→ Source excerpt:
# How many bags of shavings?



## JustMe22 (6 October 2009)

As the title says..how many bags of shavings do you go through per week? Or month, whatever's easiest. Just curious..trying to cost some things out.


----------



## hedgehog1 (6 October 2009)

We use 2 a week per horse. thats with no rubber matting and full muck out each day. 3 if they're really dirty !


----------



## Nosey (6 October 2009)

1 on a very good week usually 1 1/2 or 2. Messy mare on rubber mats - half bed with a full m/o every day.


----------



## jesterfaerie (6 October 2009)

Usually 2 - no rubber matting, deep bed and a full muck out every day.


----------



## JustMe22 (6 October 2009)

Ok, that sounds about right..somebody was telling me they use 25 bags a month..I was thinking 'Jesus..what, do they need to swim in the shavings?'


----------



## CrazyMare (6 October 2009)

1-2 a month, on mats. Mare who is beyond clean!!!!


----------



## Shilasdair (6 October 2009)

Three each week when my mare was in, full bed at the back, rubber mats at the front.
She's quite wet, though, usually horses use about 2 per week, depending on time stabled, size, etc.
S


----------



## FFF (6 October 2009)

On semi-deep litter, one every two weeks


----------



## TelH (6 October 2009)

I have a 13hh pony and a mini shetland on shavings. They use approx 1 1/2 a week between them.


----------



## Cahill (6 October 2009)

→ Exercises to complete:
1. Answer these about the shavings thread:
(a) How many bags a week per horse does hedgehog1 use?
(b) How many bags a month did someone tell JustMe22 they use?
(c) What animals does TelH keep on shavings?
2. In the shavings thread, what is the passage from "1-2 a month, on" to "stabled, size, etc." when you swap "rubber mats" for "rubber matting"?
3. Does each statement agree with the shavings thread?
(a) FFF goes through one bag every two weeks on semi-deep litter.
(b) jesterfaerie uses rubber matting.
(c) Shilasdair says horses usually use about 3 bags per week.
You won't need the data that comes next.

→ Recorded data:

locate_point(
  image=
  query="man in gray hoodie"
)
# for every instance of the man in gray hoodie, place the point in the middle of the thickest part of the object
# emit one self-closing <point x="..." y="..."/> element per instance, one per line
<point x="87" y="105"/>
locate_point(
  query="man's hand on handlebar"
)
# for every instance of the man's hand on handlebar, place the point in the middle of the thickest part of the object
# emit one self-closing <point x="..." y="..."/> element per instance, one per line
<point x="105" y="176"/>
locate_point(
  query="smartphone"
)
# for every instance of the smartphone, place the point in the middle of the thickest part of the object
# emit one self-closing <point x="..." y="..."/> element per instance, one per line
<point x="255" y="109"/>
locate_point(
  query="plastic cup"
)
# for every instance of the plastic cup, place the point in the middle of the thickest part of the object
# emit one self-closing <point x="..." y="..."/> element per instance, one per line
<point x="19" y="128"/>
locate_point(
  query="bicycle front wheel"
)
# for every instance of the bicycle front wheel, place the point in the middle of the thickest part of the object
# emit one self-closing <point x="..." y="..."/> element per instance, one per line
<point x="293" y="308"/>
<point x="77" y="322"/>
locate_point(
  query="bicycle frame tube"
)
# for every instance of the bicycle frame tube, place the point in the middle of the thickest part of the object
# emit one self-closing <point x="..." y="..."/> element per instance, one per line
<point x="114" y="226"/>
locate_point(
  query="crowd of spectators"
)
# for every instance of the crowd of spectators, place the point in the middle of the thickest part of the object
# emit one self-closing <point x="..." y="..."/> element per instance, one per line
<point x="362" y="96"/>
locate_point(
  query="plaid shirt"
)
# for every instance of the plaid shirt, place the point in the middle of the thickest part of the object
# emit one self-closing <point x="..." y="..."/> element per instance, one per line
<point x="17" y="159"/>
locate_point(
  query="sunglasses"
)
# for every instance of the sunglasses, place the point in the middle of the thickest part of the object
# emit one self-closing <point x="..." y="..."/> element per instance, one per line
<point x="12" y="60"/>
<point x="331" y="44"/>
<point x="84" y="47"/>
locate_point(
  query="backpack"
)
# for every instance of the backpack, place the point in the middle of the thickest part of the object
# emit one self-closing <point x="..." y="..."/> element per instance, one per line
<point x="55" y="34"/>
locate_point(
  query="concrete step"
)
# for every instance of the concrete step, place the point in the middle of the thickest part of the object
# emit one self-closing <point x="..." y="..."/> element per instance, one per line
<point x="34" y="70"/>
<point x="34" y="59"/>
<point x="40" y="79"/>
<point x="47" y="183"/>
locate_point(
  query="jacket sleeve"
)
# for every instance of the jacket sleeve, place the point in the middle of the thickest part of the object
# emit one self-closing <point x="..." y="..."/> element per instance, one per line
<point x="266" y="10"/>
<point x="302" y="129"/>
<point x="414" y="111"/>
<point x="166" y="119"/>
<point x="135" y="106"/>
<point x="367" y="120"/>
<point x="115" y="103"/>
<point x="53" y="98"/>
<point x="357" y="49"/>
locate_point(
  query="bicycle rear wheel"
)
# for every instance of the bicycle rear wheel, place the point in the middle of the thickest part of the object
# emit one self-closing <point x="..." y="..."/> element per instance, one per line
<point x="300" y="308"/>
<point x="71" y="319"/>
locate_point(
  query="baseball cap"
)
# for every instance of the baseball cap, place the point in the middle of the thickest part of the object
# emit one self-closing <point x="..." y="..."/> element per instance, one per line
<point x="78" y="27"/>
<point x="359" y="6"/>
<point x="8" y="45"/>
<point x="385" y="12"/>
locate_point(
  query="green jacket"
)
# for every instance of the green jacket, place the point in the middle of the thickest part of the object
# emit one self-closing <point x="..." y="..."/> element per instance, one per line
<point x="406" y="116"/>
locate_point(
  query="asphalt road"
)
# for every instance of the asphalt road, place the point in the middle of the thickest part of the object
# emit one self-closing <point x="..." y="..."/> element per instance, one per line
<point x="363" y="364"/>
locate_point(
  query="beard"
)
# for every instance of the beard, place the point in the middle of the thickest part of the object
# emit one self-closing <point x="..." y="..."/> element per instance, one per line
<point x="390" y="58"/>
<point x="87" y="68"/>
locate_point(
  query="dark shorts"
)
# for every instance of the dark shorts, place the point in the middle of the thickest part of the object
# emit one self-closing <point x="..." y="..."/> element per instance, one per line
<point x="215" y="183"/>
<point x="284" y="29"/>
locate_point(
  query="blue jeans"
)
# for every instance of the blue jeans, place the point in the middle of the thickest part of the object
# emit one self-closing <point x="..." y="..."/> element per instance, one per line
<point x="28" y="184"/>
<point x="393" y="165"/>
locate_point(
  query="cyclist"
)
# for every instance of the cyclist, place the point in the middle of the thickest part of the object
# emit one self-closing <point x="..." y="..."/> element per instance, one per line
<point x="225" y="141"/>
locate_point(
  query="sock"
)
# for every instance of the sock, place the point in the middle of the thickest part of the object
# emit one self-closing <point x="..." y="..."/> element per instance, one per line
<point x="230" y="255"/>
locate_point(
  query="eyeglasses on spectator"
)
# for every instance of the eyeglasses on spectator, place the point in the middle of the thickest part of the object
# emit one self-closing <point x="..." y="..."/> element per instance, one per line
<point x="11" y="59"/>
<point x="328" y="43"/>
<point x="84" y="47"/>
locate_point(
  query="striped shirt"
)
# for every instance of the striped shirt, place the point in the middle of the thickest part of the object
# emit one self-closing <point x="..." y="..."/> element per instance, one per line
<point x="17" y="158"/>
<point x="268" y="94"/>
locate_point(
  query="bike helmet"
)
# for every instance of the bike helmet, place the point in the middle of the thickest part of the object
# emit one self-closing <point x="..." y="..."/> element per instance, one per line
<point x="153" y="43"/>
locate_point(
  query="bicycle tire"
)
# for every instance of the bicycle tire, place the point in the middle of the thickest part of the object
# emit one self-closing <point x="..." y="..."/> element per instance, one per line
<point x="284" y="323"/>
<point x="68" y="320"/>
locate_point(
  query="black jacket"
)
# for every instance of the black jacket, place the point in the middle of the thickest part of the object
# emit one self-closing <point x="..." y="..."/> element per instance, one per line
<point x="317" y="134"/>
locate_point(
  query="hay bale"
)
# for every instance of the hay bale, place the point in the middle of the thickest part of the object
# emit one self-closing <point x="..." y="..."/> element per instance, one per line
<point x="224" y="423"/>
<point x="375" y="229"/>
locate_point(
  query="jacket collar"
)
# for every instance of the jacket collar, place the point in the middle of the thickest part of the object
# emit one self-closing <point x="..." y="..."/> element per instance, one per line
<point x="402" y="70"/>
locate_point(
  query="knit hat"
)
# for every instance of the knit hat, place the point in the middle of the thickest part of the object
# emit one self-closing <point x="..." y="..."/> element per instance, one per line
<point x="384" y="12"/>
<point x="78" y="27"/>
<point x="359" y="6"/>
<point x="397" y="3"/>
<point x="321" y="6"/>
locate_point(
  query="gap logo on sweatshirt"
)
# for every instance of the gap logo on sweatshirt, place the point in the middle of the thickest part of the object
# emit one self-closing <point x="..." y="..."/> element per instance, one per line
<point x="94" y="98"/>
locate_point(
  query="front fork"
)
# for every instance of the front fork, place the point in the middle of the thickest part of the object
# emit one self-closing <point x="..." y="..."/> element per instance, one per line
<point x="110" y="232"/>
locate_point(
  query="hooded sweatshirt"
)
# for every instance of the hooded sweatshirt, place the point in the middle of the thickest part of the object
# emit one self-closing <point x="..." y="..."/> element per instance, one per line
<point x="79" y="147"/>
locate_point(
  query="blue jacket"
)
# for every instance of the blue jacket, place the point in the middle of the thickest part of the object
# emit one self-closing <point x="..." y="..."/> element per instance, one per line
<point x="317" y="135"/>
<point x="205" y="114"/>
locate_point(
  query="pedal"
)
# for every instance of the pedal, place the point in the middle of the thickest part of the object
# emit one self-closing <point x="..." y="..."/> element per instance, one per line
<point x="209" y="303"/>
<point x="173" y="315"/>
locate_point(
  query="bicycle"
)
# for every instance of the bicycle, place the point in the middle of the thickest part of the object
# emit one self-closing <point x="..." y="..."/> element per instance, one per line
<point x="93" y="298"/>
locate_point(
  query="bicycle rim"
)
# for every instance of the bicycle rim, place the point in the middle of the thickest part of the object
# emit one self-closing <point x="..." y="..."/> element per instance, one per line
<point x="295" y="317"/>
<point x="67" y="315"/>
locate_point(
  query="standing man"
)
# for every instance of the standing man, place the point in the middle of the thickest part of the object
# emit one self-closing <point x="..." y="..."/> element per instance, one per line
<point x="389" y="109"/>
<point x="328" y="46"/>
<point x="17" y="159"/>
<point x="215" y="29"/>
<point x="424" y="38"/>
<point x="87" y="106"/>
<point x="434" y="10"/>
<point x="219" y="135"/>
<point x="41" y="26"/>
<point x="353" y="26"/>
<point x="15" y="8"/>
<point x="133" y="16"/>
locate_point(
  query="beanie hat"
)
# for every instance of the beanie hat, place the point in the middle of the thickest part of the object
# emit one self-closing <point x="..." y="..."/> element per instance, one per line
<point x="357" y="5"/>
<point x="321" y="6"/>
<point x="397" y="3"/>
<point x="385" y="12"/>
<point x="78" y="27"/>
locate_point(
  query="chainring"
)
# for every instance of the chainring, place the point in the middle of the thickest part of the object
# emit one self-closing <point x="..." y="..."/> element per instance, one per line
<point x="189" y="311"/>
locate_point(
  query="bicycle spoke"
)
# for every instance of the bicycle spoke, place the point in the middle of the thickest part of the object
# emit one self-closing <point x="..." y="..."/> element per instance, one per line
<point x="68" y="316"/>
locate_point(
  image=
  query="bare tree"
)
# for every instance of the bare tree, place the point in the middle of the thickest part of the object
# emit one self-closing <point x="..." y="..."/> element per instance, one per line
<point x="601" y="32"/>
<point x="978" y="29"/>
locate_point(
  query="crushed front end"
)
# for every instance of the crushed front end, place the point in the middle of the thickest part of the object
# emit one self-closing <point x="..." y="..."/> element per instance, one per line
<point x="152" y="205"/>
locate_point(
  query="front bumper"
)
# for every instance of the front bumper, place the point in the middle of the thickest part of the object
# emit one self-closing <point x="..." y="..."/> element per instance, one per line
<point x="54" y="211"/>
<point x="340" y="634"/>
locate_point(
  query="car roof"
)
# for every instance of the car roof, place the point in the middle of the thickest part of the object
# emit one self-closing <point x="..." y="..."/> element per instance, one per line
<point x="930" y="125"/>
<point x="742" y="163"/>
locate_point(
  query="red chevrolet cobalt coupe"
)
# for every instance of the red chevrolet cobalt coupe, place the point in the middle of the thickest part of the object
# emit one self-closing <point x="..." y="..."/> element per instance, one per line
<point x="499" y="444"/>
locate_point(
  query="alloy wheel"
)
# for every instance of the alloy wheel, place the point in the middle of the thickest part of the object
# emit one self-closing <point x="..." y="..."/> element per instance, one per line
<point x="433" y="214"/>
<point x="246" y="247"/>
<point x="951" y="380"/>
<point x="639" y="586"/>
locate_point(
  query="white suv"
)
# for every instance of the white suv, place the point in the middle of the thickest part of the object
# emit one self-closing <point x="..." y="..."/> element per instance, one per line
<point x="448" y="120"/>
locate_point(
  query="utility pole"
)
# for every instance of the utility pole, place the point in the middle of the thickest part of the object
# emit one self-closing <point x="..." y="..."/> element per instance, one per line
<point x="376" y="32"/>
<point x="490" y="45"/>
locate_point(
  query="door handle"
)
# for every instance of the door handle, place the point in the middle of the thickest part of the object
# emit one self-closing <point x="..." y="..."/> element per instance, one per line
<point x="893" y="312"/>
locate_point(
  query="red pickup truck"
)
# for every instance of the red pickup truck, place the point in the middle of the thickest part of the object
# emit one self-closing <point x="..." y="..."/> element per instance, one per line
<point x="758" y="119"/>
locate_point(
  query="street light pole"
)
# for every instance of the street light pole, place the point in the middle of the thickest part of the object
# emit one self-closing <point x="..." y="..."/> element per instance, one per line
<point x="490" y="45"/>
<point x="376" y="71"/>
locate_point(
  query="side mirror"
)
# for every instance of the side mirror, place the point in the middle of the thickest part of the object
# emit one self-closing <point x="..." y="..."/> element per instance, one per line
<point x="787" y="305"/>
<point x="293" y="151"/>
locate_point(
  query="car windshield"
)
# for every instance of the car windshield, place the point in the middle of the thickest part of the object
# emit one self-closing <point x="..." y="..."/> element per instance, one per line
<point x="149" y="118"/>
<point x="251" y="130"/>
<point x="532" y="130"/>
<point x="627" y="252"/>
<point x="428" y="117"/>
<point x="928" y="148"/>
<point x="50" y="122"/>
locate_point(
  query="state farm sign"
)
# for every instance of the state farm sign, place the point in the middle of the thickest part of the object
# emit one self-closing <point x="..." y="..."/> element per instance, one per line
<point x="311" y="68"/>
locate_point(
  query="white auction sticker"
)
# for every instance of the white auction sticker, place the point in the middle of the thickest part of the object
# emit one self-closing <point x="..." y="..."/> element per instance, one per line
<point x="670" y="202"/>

→ Full solutions:
1.
(a) 2 a week per horse, or 3 if they're really dirty.
(b) 25 bags a month.
(c) A 13hh pony and a mini shetland.

2.
1-2 a month, on mats. Mare who is beyond clean!!!!


----------



## Shilasdair (6 October 2009)

Three each week when my mare was in, full bed at the back, rubber matting at the front.
She's quite wet, though, usually horses use about 2 per week, depending on time stabled, size, etc.

3.
(a) Yes: "On semi-deep litter, one every two weeks"
(b) No: "no rubber matting, deep bed and a full muck out every day."
(c) No: "usually horses use about 2 per week"